Required work:
Answer each question from the passage below.
1. Which singer does the writer play in the vehicle before every interview?
2. How many ELA classes of seventh graders does the writer teach, and how long is each one?
3. In which month do the writer's nerves and lack of confidence arise each year?
Source passage Block Start
In fact... I've learned to "fake it 'till I make it" when it comes to confidence.
When I was becoming an adult, before every interview, I'd blast Julie Andrews in the vehicle - "I Have Confidence." You know the one...
It continued with, "What will my future be... I wonder..."
I used this song to remind myself that I may, in fact, not get this particular job, but then it may not be right for me. I was going to go in, however, with the confidence that I SHOULD have this job! And, really, the only job I was not offered after singing this song was the job at Payless Shoe Source. 😉
"I've always longed for adventure - to do the things I've never dared..."
And I'm doing the "things I've never dared" - I've been able to jump into Genius Hour, I'm currently going through the year without marks/points during each term (until the end when students and I come up with one letter for the parent report), and my colleagues and I are trusted to determine the curriculum (for now). I have a dream job - three 80-minute ELA classes of seventh graders.
"Captain with seven children. What's so fearsome about that?"
This song is also blasting in my vehicle the first day of school. Believe it or not, I get nervous about meeting children! After the first day, the nerves disappear.
I've realized, lately, that my nerves and my lack of confidence arise every October. When the grade is posted for my class, and I dread parent responses. (Oh, how I look forward to the day we have standards-based grading throughout the school!)
You see, even though I make it a point to send two-week updates and good notes home to parents, often the only time I receive emails from parents is when there is a problem.
Grades are personal. Sometimes parents care / worry / stress about their child's grade more than their child. And they let you know it.
Last October, I had a parent who hadn't read anything I'd sent home regarding how we were doing grades. I received the first email on a Friday after school. I finally felt mentally healthy enough to write in response to it this past January. My stress had manifested itself into a migraine, and they've come and gone since then. I had one this past week, in anticipation of backlash of what I've been practicing in class during parent/teacher conferences. This should NOT be the case. These conferences are for teachers and parents to discuss how each student is doing so far. Yet I get worried. Because I'm doing things differently from the other teachers. Even if I believe it is right and good for my students, I worry worry worry. The attack I received via email last year hit me hard. Since I don't want to give that parent any (more) power over me, I have got to learn to let the worry go.
"I must dream of the things I am seeking...
I am seeking the courage I lack.
The courage to serve them with reliance.
Face my mistakes without defiance.
Show them I'm worthy, and while I show them, I'll show me.
Soooo... Let them bring on all their problems.
I'll do better than my best.
Source passage Block End
Material supplied Block Start
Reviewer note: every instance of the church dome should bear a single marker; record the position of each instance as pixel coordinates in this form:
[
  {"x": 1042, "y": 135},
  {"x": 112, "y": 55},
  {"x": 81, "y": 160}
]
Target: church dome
Material supplied Block End
Written answer:
1. Julie Andrews
2. Three classes, each 80 minutes long
3. October